▶ TASK TO CARRY OUT
Rewrite the listing below as a Markdown table with the columns Row and Line. Number each row and leave out the blank lines.

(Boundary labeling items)
▽
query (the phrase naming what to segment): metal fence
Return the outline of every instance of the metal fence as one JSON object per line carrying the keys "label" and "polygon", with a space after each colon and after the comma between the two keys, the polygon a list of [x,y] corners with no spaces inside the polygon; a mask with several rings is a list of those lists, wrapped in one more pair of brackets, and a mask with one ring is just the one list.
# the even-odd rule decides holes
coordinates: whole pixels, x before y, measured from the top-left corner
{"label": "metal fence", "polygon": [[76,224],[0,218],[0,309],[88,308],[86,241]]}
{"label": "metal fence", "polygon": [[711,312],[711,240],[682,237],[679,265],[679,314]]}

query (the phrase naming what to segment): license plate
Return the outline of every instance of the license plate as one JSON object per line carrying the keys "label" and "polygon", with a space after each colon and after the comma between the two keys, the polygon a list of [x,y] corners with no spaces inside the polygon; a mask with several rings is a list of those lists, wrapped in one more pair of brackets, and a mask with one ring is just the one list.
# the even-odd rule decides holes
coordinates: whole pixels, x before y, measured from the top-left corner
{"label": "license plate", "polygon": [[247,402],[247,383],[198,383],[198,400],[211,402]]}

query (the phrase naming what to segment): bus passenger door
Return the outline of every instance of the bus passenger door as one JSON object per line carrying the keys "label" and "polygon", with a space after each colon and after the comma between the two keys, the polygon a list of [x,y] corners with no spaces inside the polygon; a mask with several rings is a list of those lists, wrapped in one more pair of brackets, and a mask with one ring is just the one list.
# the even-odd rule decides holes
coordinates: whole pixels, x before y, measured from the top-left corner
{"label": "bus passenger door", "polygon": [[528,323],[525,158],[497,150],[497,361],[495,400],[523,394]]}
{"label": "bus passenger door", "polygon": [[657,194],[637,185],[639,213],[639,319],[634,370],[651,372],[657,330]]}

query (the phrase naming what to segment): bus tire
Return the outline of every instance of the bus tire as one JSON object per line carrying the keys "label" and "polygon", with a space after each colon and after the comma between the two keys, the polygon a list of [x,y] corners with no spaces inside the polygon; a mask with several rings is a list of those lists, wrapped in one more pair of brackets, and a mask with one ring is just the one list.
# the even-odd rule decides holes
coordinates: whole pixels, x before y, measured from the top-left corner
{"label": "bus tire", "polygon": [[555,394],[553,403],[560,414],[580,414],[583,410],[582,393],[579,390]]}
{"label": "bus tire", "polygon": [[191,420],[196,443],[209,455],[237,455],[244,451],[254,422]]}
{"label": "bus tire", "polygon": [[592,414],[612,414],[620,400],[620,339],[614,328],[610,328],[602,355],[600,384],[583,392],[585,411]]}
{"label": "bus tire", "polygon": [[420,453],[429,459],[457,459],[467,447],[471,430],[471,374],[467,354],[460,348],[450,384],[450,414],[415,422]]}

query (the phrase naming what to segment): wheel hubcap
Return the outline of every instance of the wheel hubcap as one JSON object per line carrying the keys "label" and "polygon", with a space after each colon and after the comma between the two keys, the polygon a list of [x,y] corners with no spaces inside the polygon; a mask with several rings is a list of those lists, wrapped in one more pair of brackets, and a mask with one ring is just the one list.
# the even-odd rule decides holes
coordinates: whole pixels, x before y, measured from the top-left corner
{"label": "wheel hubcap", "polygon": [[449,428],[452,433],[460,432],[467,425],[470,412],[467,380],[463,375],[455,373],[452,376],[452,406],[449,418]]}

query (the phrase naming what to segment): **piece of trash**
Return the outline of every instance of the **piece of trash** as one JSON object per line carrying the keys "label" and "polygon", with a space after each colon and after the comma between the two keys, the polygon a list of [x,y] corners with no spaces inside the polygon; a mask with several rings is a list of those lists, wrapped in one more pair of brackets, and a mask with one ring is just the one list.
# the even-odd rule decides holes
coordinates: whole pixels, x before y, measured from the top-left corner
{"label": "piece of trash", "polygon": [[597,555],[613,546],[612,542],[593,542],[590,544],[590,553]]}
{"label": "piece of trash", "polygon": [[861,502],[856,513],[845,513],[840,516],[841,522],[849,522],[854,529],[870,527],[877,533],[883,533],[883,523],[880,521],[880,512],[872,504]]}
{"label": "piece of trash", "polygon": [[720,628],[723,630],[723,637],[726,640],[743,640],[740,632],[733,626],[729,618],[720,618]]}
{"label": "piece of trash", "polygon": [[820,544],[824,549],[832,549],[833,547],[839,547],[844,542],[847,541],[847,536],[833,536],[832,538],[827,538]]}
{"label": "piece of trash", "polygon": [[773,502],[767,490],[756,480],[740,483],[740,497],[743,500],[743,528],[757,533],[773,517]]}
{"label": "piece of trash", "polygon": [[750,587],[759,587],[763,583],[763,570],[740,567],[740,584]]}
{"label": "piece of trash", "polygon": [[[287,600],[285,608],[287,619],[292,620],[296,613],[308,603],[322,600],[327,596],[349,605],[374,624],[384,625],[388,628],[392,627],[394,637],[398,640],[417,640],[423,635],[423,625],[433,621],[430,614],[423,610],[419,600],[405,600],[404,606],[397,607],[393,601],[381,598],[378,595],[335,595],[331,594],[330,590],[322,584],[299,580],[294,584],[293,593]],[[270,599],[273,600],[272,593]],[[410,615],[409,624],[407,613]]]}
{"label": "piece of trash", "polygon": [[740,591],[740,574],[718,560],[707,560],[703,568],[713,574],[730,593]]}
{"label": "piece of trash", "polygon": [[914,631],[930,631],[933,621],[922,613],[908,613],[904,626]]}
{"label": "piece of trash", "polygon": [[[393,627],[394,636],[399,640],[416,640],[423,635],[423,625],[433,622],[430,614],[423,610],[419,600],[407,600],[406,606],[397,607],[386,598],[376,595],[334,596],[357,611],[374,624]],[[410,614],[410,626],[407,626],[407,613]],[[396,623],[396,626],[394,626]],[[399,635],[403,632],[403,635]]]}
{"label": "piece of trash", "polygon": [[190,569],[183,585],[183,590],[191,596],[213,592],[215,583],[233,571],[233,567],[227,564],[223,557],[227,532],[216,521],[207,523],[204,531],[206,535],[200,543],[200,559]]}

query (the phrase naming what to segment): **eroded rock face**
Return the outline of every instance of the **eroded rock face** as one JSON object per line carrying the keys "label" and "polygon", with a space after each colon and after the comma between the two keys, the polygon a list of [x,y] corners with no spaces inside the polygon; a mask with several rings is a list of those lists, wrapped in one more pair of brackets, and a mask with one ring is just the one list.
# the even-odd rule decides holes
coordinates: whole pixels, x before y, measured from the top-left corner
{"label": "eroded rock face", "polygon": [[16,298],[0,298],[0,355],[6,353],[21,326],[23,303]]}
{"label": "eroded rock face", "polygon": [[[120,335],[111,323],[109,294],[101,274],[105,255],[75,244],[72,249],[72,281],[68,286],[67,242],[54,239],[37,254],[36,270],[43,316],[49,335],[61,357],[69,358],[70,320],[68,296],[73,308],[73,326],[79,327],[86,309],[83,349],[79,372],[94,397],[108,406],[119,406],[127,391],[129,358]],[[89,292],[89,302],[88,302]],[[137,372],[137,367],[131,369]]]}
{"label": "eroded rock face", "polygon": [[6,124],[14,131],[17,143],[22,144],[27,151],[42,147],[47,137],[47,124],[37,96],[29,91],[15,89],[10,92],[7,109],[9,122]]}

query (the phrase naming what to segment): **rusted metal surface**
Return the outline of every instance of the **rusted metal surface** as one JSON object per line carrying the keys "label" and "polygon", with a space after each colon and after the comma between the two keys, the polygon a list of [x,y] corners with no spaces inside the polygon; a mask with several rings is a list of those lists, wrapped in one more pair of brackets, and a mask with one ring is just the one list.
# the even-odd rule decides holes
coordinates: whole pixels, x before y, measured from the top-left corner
△
▶ OUTPUT BELOW
| Row | Line |
|---|---|
| 1 | query (the phrase naming what to segment): metal fence |
| 2 | Return the outline of every instance of the metal fence as one JSON object per line carrying the keys "label" and "polygon", with a space after each colon and after the comma between the two keys, the polygon a list of [x,y] corners with no spaces inside the polygon; a mask with several rings is a list of those lists, wrapped in one more pair of brackets, and a mask with one ring is just the one list. |
| 3 | # the even-odd rule decides holes |
| 4 | coordinates: whole pixels, x before y, measured from the top-left corner |
| 5 | {"label": "metal fence", "polygon": [[76,224],[0,218],[0,309],[88,308],[86,241]]} |
| 6 | {"label": "metal fence", "polygon": [[711,312],[711,240],[682,237],[679,265],[679,314]]} |
| 7 | query (the phrase naming what to segment): license plate |
| 8 | Return the outline of every instance of the license plate as one JSON object per line carrying the keys "label" and "polygon", with a space after each colon and after the comma between the two keys, the polygon a list of [x,y] corners with no spaces inside the polygon; a mask with several rings is a list of those lists, wrapped in one more pair of brackets, and a mask with one ring is just the one list. |
| 9 | # the even-odd rule decides holes |
| 10 | coordinates: whole pixels, x before y, measured from the top-left corner |
| 11 | {"label": "license plate", "polygon": [[247,402],[247,383],[198,383],[198,400],[211,402]]} |
| 12 | query (the phrase naming what to segment): bus passenger door |
| 13 | Return the outline of every instance of the bus passenger door as one JSON object per line carrying the keys "label" and "polygon", with a space after each colon and after the comma between the two keys, the polygon a list of [x,y] corners with no spaces inside the polygon; a mask with several rings is a list of those lists, wrapped in one more pair of brackets, and a mask with one ring is just the one list. |
| 14 | # the even-odd rule decides holes |
| 15 | coordinates: whole pixels, x before y, measured from the top-left corner |
| 16 | {"label": "bus passenger door", "polygon": [[528,323],[525,158],[497,150],[497,361],[495,400],[523,394]]} |
| 17 | {"label": "bus passenger door", "polygon": [[657,194],[637,185],[639,213],[639,319],[634,370],[651,372],[657,330]]} |
| 18 | query (the phrase naming what to segment): bus tire |
| 19 | Return the outline of every instance of the bus tire as one JSON object per line carrying the keys "label" and "polygon", with a space after each colon and after the comma between the two keys, the polygon a list of [x,y] corners with no spaces inside the polygon; a mask with several rings is a list of those lists, wrapped in one more pair of brackets, and a mask with one ring is just the one list. |
| 20 | # the even-odd rule decides holes |
| 21 | coordinates: whole pixels, x before y, measured from the top-left corner |
| 22 | {"label": "bus tire", "polygon": [[555,394],[553,403],[560,414],[580,414],[583,410],[582,393],[579,390]]} |
| 23 | {"label": "bus tire", "polygon": [[191,420],[196,443],[209,455],[237,455],[244,451],[254,422]]} |
| 24 | {"label": "bus tire", "polygon": [[592,414],[612,414],[620,400],[620,339],[614,328],[610,328],[602,355],[600,384],[583,392],[585,411]]} |
| 25 | {"label": "bus tire", "polygon": [[420,453],[429,459],[457,459],[467,447],[471,430],[471,374],[467,354],[460,348],[450,384],[450,414],[415,422]]} |
| 26 | query (the phrase naming what to segment): wheel hubcap |
| 27 | Return the outline of every instance of the wheel hubcap as one JSON object per line carrying the keys "label" and "polygon", with a space after each colon and after the comma between the two keys, the polygon a list of [x,y] corners with no spaces inside the polygon; a mask with several rings is a list of those lists, wrapped in one more pair of brackets, and a mask with one ring is just the one list. |
| 28 | # the even-odd rule decides holes |
| 29 | coordinates: whole pixels, x before y, measured from the top-left corner |
| 30 | {"label": "wheel hubcap", "polygon": [[449,428],[452,433],[460,432],[467,425],[470,412],[467,380],[463,375],[455,373],[452,376],[452,406],[449,418]]} |
| 31 | query (the phrase naming what to segment): **piece of trash** |
| 32 | Return the outline of every instance of the **piece of trash** as one JSON object per line carrying the keys "label" and "polygon", with a space after each colon and after the comma between the two keys, the polygon a list of [x,y] corners with no spaces inside the polygon; a mask with several rings is a list of those lists, wrapped in one more pair of brackets, and a mask with one ring is just the one list. |
| 33 | # the even-odd rule decides holes |
| 34 | coordinates: whole pixels, x before y, measured from the top-left corner |
| 35 | {"label": "piece of trash", "polygon": [[597,555],[613,546],[612,542],[593,542],[590,544],[590,553]]} |
| 36 | {"label": "piece of trash", "polygon": [[861,502],[856,513],[845,513],[840,516],[841,522],[849,522],[854,529],[870,527],[877,533],[883,533],[883,523],[880,521],[880,512],[872,504]]} |
| 37 | {"label": "piece of trash", "polygon": [[720,628],[723,630],[723,637],[726,640],[743,640],[740,632],[733,626],[729,618],[720,618]]} |
| 38 | {"label": "piece of trash", "polygon": [[820,544],[824,549],[832,549],[833,547],[839,547],[844,542],[847,541],[847,536],[833,536],[832,538],[827,538]]} |
| 39 | {"label": "piece of trash", "polygon": [[773,502],[767,490],[756,480],[740,483],[740,497],[743,500],[743,528],[757,533],[773,517]]} |
| 40 | {"label": "piece of trash", "polygon": [[750,587],[759,587],[763,583],[763,570],[740,567],[740,584]]} |
| 41 | {"label": "piece of trash", "polygon": [[[287,600],[285,608],[287,619],[292,620],[296,613],[308,603],[322,600],[327,596],[349,605],[374,624],[384,625],[388,628],[392,627],[394,637],[398,640],[417,640],[423,635],[423,625],[433,621],[430,614],[423,610],[419,600],[405,600],[404,606],[397,607],[393,601],[381,598],[378,595],[335,595],[331,594],[330,590],[322,584],[299,580],[294,584],[293,593]],[[270,599],[273,600],[272,593]],[[410,615],[409,624],[407,613]]]} |
| 42 | {"label": "piece of trash", "polygon": [[740,591],[740,574],[718,560],[707,560],[703,568],[713,574],[730,593]]} |
| 43 | {"label": "piece of trash", "polygon": [[914,631],[930,631],[933,621],[922,613],[908,613],[904,626]]} |
| 44 | {"label": "piece of trash", "polygon": [[[393,627],[394,636],[399,640],[416,640],[423,635],[423,625],[433,622],[430,614],[423,610],[419,600],[407,600],[406,606],[397,607],[386,598],[376,595],[334,596],[357,611],[374,624]],[[410,614],[410,626],[407,626],[407,613]],[[396,623],[396,626],[394,626]],[[399,635],[403,632],[403,635]]]} |
| 45 | {"label": "piece of trash", "polygon": [[190,569],[183,585],[183,590],[191,596],[213,592],[215,583],[233,571],[233,567],[227,564],[223,557],[227,532],[216,521],[207,523],[204,531],[206,535],[200,543],[200,559]]} |
| 46 | query (the phrase naming what to segment): **eroded rock face** |
| 47 | Return the outline of every instance of the **eroded rock face** as one JSON object per line carrying the keys "label" and "polygon", with a space after each colon and after the comma between the two keys, the polygon a list of [x,y] corners with no spaces inside the polygon; a mask with several rings is a list of those lists, wrapped in one more pair of brackets, and a mask with one ring is just the one list. |
| 48 | # the even-odd rule decides holes |
| 49 | coordinates: whole pixels, x before y, measured from the top-left corner |
| 50 | {"label": "eroded rock face", "polygon": [[16,298],[0,298],[0,355],[6,353],[21,326],[23,303]]} |
| 51 | {"label": "eroded rock face", "polygon": [[[120,335],[111,323],[109,294],[101,274],[105,255],[75,244],[72,249],[72,281],[68,286],[67,242],[54,239],[37,254],[36,270],[43,316],[49,335],[61,357],[69,358],[70,320],[68,296],[73,308],[73,326],[79,327],[86,309],[83,349],[79,372],[94,397],[108,406],[119,406],[127,391],[129,358]],[[89,292],[89,302],[88,302]],[[137,372],[137,367],[131,369]]]} |
| 52 | {"label": "eroded rock face", "polygon": [[6,124],[14,131],[17,143],[22,144],[27,151],[42,147],[47,137],[47,124],[37,96],[29,91],[15,89],[10,92],[7,109],[9,122]]} |
| 53 | query (the phrase naming what to segment): **rusted metal surface** |
| 54 | Return the outline of every instance of the **rusted metal surface** as one JSON object per line carrying the keys "label" and "polygon", with a space after each colon and after the comma between the two keys, the polygon a list of [x,y] corners with no spaces inside the polygon; a mask with several rings is a list of those lists, wrapped in one more pair of brackets, and a mask with one ring is just the one list. |
| 55 | # the even-odd rule decides holes |
| 56 | coordinates: whole pixels, x before y, measured from the top-left corner |